Stored dataset items

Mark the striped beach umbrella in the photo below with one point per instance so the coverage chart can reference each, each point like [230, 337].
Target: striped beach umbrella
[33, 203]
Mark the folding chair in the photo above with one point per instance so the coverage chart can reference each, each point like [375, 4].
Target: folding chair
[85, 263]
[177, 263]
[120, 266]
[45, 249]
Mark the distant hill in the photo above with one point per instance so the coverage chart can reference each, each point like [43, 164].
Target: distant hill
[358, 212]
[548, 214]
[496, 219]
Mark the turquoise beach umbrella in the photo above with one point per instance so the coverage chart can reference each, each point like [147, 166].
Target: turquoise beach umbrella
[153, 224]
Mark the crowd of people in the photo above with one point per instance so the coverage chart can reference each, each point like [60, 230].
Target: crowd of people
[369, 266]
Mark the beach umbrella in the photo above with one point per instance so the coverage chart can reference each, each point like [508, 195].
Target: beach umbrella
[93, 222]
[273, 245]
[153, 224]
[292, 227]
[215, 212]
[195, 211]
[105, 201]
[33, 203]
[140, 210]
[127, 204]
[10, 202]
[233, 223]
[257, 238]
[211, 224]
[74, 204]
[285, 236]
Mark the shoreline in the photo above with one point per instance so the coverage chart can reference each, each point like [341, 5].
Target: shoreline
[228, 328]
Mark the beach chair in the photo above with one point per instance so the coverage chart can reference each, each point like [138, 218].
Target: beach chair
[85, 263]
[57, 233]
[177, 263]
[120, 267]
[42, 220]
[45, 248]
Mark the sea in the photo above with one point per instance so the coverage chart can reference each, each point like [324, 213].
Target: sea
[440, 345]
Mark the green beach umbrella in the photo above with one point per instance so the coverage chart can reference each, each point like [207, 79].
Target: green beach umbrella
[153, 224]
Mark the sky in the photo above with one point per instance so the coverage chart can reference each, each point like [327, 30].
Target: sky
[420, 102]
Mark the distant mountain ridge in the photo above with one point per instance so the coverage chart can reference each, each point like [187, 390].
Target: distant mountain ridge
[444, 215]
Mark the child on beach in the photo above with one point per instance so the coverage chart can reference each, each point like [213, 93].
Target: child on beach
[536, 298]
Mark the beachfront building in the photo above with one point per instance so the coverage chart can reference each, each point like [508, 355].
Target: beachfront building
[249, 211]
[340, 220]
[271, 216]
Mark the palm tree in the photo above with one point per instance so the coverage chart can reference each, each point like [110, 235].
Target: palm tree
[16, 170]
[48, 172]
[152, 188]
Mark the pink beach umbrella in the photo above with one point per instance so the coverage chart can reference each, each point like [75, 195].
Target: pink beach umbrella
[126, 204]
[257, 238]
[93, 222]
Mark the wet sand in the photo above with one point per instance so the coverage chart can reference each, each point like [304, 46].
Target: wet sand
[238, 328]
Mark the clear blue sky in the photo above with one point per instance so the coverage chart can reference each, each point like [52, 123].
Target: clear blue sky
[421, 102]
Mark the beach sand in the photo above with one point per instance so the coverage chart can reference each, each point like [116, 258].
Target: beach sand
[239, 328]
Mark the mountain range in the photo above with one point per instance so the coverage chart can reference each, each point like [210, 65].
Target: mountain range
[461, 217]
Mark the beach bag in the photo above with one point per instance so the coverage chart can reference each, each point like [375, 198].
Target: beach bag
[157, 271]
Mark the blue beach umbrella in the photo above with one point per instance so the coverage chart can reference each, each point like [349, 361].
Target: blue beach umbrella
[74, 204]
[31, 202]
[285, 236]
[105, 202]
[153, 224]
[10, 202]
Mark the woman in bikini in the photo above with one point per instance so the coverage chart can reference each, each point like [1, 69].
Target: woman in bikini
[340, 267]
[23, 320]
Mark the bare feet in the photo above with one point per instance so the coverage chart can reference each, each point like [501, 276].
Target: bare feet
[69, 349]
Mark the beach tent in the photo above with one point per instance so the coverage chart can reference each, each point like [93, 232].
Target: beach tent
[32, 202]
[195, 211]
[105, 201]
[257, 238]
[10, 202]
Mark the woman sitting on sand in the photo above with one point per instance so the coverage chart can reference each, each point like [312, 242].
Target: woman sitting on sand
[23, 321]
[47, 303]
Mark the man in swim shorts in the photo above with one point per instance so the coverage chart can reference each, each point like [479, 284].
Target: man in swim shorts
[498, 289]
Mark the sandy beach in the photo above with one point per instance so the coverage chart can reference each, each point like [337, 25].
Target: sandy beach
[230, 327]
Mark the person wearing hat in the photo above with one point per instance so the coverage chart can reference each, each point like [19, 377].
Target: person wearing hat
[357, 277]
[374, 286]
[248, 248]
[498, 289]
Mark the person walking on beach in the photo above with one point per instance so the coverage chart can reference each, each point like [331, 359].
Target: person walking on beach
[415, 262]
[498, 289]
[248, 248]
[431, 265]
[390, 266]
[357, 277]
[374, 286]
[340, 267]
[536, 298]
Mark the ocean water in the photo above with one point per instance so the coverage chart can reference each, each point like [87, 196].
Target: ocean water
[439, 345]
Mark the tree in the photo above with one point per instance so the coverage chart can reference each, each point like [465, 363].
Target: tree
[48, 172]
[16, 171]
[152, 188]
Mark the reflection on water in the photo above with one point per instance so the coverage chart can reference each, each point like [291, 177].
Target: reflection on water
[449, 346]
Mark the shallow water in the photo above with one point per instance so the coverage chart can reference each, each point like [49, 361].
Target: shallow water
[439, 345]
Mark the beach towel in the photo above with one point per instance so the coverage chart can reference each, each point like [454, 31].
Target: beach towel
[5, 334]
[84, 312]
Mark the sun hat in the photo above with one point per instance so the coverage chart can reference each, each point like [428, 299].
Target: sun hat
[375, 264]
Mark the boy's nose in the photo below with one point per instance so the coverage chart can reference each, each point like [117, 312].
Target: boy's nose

## Problem description
Update the records from the line that contains "Mark the sun" through the end of the records, putting "straw hat" wherever "sun hat" appears and leaving everything else the same.

## Completed task
Mark the straw hat in the photo above with one point per instance so the coverage chart can reference each, each point like [428, 299].
Target: straw hat
[375, 264]
Mark the boy's nose in the photo below with one point per instance so the coverage chart can reference each, each point like [117, 312].
Target: boy's nose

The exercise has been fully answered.